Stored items
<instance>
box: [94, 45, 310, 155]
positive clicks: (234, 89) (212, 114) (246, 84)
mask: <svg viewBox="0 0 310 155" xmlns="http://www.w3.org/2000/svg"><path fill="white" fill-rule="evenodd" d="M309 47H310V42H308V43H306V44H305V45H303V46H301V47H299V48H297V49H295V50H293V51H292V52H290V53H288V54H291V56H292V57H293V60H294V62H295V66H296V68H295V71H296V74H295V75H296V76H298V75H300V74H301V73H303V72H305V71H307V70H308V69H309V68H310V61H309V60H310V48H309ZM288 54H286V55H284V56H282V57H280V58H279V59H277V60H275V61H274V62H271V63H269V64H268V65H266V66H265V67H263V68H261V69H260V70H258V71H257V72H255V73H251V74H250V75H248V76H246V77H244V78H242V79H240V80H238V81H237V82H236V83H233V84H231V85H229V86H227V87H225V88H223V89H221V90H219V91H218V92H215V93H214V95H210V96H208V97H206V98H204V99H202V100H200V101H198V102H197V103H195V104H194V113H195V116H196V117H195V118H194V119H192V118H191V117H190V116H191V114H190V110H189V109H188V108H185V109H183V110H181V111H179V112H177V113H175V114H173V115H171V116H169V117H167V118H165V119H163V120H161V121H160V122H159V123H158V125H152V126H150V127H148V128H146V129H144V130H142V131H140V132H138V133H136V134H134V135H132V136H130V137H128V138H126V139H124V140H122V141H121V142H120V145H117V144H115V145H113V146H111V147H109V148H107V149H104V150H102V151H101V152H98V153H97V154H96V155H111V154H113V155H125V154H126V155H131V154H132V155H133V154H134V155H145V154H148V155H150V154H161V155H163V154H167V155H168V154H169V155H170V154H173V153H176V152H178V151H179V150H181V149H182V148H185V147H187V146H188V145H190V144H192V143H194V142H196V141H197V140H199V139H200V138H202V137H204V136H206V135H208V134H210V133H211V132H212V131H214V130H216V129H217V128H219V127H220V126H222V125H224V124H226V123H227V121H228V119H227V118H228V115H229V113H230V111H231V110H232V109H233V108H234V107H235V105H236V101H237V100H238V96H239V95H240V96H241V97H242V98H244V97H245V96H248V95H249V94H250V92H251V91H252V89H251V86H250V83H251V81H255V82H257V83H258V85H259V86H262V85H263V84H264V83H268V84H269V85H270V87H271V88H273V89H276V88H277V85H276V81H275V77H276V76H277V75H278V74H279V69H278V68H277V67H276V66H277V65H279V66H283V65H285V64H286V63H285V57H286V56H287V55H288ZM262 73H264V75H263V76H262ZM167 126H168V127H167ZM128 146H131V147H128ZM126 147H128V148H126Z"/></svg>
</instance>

Exercise
Please reproduce all the records above, substituting "foreground clicks" for "positive clicks" wherever it occurs and keeping everything else the same.

Response to the exercise
<instance>
box: [94, 45, 310, 155]
foreground clicks: (234, 89) (212, 114) (246, 84)
mask: <svg viewBox="0 0 310 155" xmlns="http://www.w3.org/2000/svg"><path fill="white" fill-rule="evenodd" d="M309 47H310V42H308V43H306V44H305V45H303V46H301V47H299V48H297V49H295V50H293V51H292V52H290V53H288V54H291V56H292V57H293V60H294V62H295V66H296V68H295V71H296V74H295V75H296V76H298V75H300V74H301V73H303V72H305V71H307V70H308V69H309V68H310V61H309V60H310V48H309ZM288 54H286V55H284V56H282V57H280V58H279V59H277V60H275V61H274V62H271V63H269V64H268V65H266V66H265V67H263V68H261V69H260V70H258V71H257V72H255V73H251V74H250V75H248V76H246V77H244V78H242V79H240V80H238V81H237V82H236V83H233V84H231V85H229V86H227V87H225V88H223V89H221V90H219V91H218V92H215V93H214V95H210V96H208V97H206V98H204V99H202V100H200V101H198V102H197V103H195V104H194V113H195V116H196V117H195V118H194V119H192V118H191V117H190V116H191V114H190V110H189V109H188V108H185V109H183V110H181V111H179V112H177V113H175V114H173V115H171V116H169V117H167V118H165V119H163V120H161V121H160V122H159V123H158V125H152V126H150V127H148V128H146V129H144V130H142V131H140V132H138V133H136V134H134V135H132V136H130V137H128V138H126V139H124V140H122V141H121V142H120V145H117V144H115V145H113V146H111V147H109V148H107V149H104V150H102V151H101V152H98V153H97V154H96V155H111V154H113V155H125V154H126V155H131V154H132V155H133V154H134V155H145V154H148V155H150V154H161V155H163V154H167V155H168V154H169V155H170V154H173V153H176V152H178V151H179V150H181V149H182V148H185V147H187V146H188V145H190V144H192V143H194V142H196V141H197V140H199V139H200V138H202V137H204V136H206V135H208V134H210V133H211V132H212V131H214V130H216V129H217V128H219V127H220V126H222V125H224V124H226V123H227V121H228V119H227V118H228V115H229V113H230V111H231V110H232V109H233V108H234V107H235V105H236V101H237V100H238V96H239V95H240V96H241V97H242V98H244V97H245V96H248V95H249V94H250V92H251V91H252V89H251V86H250V83H251V81H255V82H257V83H258V85H259V86H262V85H263V84H264V83H268V84H269V85H270V87H271V88H273V89H276V88H277V85H276V81H275V77H276V76H277V75H278V74H279V69H278V68H277V67H276V66H277V65H279V66H283V65H285V64H286V63H285V57H286V56H287V55H288ZM262 73H264V75H263V76H262ZM167 126H168V127H167ZM128 146H131V147H128ZM126 147H128V148H126Z"/></svg>
</instance>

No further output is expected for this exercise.